*** Data provided Section Begins ***
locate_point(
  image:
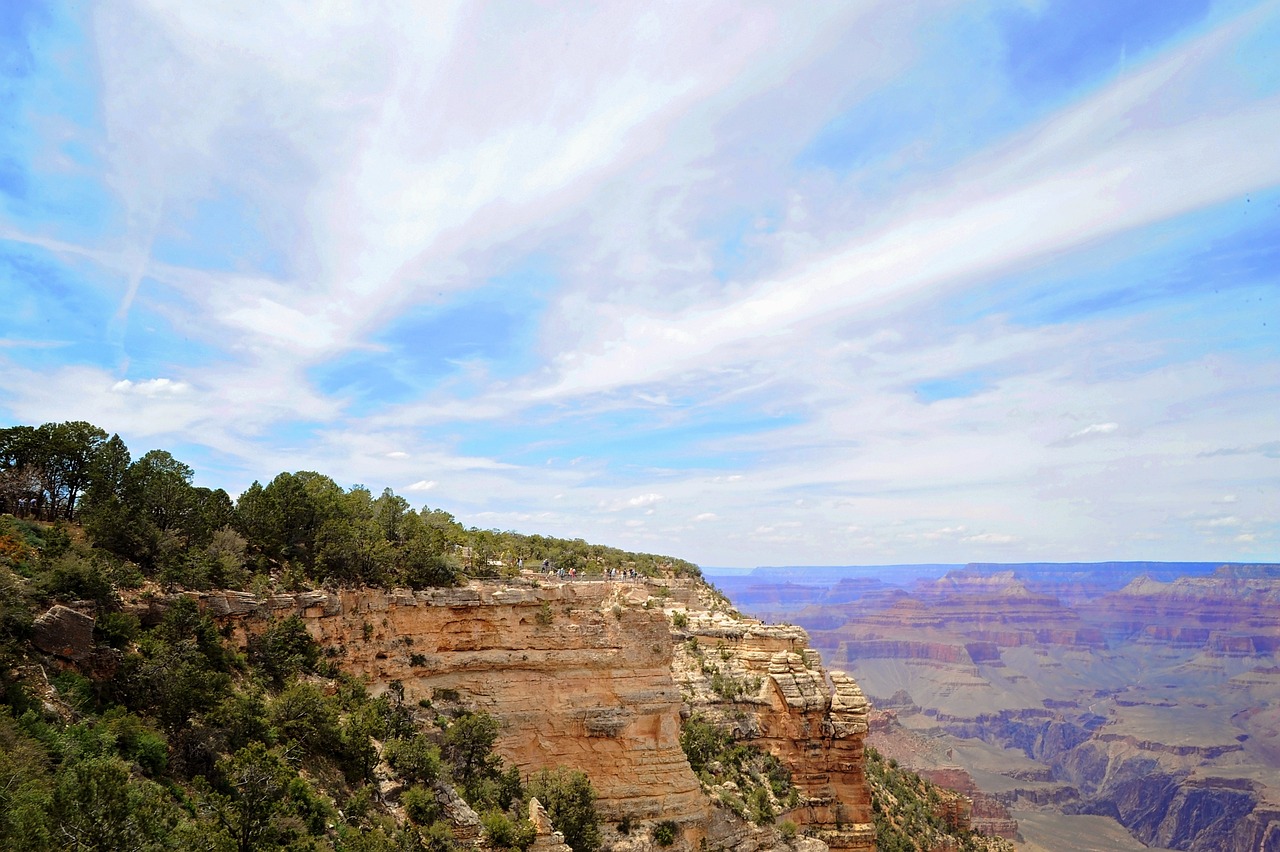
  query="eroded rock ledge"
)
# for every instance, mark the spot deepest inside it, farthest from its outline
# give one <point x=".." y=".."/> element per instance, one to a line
<point x="589" y="674"/>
*** Data provided Section Ends ***
• [Prompt]: All of the records need to be restated word for word, but not the pictures.

• [Task solution]:
locate_point(
  image:
  query="eroded rock ledge"
)
# for every instance, mark the spot deepest inside it, farthest from its outline
# give one <point x=".." y=".."/> element per instance, one to a line
<point x="589" y="674"/>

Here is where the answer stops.